■ Tasks for this exercise:
• A. According to the article on Hawaii school furlough days, how much would the governor's plan to end the remaining furlough days cost?
• B. Extend the article on Hawaii school furlough days, picking up after its final sentence.

■ Provided text:
>>>>

List released of Hawaii school workers needed on restored furlough days



By Loren Moreno
Advertiser Education Writer

The governor's $62 million plan to end the remaining public school furlough days would bring back teachers as well as other essential school employees including nurses and security guards, according to a list released by Gov. Linda Lingle's office.

The governor's office released lists of essential and nonessential employees under her plan after the teachers union and the state Board of Education for more than five months have claimed that many school-level employees would not return on restored furlough days.

Lingle's plan, her office said, was created based on the lists compiled by the state Department of Education, though the DOE has not confirmed the list belongs to them.

"The governor's plan would bring back teachers as well as other essential school employees that the Department of Education has determined are needed to open the schools, feed the children, ensure their health and safety and keep the campuses clean," said Linda Smith, senior policy adviser for the governor, in a written statement.

<<<<

■ Data shown:
>>>>

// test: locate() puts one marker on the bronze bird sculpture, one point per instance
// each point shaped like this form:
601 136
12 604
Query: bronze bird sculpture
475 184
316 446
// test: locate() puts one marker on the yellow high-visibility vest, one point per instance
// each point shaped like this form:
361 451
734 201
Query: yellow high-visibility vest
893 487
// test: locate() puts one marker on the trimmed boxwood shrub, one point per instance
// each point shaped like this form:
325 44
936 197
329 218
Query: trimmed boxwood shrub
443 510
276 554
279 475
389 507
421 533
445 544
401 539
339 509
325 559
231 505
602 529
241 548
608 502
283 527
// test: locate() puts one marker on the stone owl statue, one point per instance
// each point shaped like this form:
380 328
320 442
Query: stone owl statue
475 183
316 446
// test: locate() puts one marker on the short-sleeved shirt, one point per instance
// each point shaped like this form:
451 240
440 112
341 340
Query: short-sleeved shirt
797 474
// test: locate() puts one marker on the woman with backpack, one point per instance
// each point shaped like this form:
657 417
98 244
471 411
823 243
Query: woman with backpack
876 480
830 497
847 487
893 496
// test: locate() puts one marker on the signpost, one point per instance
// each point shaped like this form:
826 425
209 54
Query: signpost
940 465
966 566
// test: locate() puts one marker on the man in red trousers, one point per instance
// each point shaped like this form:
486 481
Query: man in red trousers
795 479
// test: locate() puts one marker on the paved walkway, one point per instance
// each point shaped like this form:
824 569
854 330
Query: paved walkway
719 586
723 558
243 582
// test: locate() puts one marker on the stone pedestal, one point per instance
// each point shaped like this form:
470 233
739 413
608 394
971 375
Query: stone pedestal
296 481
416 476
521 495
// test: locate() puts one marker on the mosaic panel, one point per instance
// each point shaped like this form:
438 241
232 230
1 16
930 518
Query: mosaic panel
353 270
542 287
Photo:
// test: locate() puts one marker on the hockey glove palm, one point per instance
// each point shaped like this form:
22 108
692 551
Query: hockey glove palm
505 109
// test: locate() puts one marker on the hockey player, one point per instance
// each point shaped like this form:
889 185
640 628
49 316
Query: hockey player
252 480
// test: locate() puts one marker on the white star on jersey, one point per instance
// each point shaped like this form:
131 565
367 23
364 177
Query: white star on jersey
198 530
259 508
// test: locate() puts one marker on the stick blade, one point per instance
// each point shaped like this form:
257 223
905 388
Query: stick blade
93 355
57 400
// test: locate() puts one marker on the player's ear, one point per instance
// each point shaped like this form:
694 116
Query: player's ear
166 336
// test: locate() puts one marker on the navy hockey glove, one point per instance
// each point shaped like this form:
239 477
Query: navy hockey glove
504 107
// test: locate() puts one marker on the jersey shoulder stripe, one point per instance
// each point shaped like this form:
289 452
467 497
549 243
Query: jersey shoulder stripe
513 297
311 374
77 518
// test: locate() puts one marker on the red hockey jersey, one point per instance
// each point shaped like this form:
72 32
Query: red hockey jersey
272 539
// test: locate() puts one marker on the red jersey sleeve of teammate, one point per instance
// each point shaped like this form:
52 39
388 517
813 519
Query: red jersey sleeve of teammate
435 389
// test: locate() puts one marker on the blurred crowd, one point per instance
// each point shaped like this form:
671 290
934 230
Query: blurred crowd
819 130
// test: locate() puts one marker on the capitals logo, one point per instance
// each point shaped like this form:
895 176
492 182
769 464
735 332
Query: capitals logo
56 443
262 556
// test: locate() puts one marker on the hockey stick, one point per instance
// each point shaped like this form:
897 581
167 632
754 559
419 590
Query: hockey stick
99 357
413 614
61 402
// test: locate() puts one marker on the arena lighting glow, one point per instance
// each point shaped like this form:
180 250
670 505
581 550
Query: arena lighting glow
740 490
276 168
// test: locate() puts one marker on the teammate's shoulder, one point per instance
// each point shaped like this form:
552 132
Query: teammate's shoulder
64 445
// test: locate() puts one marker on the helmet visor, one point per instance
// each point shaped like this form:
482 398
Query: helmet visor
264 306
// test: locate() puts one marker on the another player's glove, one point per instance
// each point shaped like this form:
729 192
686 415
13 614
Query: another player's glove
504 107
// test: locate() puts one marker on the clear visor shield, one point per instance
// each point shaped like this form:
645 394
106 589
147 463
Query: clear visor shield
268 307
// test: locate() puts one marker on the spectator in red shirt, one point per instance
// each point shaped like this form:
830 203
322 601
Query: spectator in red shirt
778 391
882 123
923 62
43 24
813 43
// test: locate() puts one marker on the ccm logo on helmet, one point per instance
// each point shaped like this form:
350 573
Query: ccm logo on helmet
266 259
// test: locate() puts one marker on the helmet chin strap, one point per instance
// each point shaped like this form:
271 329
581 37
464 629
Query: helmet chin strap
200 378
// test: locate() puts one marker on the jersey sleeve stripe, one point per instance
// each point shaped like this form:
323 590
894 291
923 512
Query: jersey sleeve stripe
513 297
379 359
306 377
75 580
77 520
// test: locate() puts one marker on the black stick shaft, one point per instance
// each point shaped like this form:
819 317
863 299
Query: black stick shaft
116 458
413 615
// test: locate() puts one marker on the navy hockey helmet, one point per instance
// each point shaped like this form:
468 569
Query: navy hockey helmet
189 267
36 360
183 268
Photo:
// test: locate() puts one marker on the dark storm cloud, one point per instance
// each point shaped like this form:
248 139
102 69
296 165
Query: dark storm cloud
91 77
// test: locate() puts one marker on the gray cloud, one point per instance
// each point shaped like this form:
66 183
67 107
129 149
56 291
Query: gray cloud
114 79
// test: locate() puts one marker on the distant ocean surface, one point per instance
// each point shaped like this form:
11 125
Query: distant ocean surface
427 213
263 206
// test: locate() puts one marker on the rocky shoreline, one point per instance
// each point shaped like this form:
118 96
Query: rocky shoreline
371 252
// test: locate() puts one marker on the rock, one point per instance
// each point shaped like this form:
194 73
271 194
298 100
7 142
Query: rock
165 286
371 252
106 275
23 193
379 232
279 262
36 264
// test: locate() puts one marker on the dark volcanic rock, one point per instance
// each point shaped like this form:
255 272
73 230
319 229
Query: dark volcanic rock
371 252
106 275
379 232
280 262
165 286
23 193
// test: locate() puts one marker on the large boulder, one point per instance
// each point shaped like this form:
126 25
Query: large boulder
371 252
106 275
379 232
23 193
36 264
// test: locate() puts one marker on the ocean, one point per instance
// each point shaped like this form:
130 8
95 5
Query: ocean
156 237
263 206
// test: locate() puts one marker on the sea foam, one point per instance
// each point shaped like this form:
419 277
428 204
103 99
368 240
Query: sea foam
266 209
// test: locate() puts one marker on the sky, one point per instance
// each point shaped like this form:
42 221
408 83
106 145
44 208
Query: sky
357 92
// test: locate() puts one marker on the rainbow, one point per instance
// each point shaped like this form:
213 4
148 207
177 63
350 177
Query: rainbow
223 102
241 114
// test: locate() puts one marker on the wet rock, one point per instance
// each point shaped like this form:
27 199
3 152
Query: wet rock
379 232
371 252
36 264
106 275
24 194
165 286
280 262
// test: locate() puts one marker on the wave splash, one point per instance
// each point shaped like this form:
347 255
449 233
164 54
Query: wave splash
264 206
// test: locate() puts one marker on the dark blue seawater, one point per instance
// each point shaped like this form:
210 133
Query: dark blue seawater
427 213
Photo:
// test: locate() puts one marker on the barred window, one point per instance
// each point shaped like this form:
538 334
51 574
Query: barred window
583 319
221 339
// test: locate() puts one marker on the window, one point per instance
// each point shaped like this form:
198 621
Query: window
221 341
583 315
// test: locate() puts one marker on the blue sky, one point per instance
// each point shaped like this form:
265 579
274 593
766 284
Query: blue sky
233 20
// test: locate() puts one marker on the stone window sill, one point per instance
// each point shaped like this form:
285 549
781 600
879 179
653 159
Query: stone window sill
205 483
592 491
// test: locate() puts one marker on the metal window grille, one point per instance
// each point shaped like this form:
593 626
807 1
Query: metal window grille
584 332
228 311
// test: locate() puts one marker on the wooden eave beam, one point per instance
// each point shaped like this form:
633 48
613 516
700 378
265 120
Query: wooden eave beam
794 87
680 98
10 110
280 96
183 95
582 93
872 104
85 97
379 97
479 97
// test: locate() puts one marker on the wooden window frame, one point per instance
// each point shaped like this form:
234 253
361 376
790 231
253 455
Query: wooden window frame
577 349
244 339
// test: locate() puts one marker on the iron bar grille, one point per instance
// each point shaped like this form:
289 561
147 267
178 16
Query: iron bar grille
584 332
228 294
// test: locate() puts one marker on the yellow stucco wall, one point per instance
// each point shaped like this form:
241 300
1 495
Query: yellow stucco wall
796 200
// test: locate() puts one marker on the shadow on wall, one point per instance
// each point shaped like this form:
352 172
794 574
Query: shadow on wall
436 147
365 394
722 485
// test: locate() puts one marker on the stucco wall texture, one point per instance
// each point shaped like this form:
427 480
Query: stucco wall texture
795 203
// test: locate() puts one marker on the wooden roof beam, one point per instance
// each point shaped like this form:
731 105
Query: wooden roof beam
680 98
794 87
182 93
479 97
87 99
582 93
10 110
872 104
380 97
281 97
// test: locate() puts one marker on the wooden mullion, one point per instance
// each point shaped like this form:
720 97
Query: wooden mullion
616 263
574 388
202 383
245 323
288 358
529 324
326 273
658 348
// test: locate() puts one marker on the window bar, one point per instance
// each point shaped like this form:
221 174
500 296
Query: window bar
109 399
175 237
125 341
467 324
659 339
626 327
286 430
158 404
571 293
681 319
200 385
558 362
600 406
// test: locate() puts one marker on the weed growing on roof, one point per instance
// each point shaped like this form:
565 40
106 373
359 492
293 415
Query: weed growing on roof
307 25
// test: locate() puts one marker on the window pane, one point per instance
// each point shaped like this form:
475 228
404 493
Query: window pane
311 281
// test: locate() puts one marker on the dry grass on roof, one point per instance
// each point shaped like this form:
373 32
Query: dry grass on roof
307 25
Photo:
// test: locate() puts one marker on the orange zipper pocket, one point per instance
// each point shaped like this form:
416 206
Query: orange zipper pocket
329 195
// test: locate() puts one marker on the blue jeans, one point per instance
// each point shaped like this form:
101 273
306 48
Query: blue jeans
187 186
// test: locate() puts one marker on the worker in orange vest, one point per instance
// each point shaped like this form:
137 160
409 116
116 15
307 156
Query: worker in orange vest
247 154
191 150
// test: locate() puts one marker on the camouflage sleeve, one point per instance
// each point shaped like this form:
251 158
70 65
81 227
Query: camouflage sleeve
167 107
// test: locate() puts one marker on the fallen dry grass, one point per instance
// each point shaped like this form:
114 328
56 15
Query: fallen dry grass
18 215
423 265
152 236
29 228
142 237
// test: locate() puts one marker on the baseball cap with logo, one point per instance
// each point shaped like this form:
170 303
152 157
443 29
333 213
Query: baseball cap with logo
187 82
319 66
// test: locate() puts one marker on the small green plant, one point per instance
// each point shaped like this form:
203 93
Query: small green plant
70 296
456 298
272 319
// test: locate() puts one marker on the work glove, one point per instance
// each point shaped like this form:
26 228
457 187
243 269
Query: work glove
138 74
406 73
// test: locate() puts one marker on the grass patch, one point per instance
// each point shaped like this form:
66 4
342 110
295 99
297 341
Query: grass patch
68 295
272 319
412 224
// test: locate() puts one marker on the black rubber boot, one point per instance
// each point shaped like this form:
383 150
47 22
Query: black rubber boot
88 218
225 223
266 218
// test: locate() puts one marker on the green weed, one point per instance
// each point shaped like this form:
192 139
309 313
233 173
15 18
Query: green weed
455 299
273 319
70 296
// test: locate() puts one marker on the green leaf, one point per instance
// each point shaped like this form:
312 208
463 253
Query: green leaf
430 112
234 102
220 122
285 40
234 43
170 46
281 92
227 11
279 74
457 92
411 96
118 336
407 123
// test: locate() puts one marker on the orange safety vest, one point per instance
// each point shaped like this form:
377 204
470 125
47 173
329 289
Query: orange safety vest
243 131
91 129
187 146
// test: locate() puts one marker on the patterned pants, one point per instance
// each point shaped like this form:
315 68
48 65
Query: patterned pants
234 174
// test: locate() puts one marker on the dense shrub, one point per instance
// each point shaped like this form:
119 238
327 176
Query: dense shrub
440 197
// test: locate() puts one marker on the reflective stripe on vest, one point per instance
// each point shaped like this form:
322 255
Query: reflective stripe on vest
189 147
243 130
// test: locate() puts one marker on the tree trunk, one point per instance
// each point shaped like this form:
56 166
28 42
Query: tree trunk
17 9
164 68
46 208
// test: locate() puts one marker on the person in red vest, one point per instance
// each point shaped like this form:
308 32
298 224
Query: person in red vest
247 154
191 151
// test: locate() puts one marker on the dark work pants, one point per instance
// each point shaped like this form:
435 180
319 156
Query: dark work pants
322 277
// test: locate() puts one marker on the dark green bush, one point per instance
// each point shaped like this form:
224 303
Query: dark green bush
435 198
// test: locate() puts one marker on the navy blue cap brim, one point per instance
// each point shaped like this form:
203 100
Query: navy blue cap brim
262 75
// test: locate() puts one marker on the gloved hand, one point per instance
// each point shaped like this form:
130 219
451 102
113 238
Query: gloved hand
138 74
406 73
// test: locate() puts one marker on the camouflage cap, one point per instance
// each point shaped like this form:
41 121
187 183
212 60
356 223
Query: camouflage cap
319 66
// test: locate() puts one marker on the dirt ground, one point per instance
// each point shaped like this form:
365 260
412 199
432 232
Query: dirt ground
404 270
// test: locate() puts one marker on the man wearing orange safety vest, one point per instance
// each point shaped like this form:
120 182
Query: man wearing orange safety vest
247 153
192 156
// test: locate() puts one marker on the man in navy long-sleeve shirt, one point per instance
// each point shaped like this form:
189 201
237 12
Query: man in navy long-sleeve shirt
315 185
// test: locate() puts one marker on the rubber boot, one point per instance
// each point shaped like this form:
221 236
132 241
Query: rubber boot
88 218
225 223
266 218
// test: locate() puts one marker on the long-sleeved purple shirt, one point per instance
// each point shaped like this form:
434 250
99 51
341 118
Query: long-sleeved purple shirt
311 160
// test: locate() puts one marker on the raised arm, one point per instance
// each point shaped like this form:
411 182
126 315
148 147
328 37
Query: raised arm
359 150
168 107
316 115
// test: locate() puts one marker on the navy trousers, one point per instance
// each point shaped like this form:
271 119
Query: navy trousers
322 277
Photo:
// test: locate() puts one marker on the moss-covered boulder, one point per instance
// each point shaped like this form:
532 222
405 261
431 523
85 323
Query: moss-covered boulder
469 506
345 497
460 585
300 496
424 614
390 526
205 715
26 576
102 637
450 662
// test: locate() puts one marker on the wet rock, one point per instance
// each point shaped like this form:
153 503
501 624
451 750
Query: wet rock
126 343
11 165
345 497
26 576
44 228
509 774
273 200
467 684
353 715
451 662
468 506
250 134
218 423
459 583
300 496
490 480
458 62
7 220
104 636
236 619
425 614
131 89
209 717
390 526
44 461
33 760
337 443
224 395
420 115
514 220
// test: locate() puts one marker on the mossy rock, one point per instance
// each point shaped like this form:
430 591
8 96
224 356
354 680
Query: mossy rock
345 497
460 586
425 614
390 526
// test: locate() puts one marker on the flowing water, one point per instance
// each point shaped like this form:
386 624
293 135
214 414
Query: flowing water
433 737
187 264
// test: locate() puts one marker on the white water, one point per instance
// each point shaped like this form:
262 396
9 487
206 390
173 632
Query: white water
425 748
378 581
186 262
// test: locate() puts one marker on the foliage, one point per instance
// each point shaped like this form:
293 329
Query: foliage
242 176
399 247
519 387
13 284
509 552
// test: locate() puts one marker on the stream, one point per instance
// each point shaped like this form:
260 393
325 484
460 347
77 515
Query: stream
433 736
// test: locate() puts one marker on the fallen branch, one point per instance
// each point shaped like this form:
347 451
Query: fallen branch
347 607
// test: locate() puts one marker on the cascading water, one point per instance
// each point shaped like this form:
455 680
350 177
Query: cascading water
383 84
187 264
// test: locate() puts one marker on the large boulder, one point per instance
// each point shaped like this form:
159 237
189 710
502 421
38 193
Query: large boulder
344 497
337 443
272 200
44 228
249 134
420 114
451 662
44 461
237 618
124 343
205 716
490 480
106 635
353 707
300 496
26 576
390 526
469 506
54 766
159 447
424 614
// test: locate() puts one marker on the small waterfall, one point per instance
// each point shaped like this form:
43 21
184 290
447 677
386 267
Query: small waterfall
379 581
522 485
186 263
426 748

<<<<

■ The results:
• A. $62 million.

• B.
"This includes nurses, janitors, security guards, cafeteria workers, and special-education assistants, as well as classroom teachers. The list was prepared by the Department of Education, not the governor's office, using a simple criteria if an employee calls in sick does a substitute need to take his or her place? If 'yes,' than the person is essential to operating the school," she wrote.

The issue of essential versus nonessential employees was first raised in negotiations back on Nov. 25. At that time, HSTA officials, after a meeting with the governor's office, claimed that the governor's plan to retore furlough days would only call back "essential" teachers, and would not cover the salaries health aides, educational assistants, office staff, security guards or cafeteria.

Lingle's plan has changed several times since November, but union officials have said that they have never received details of the governor's proposals.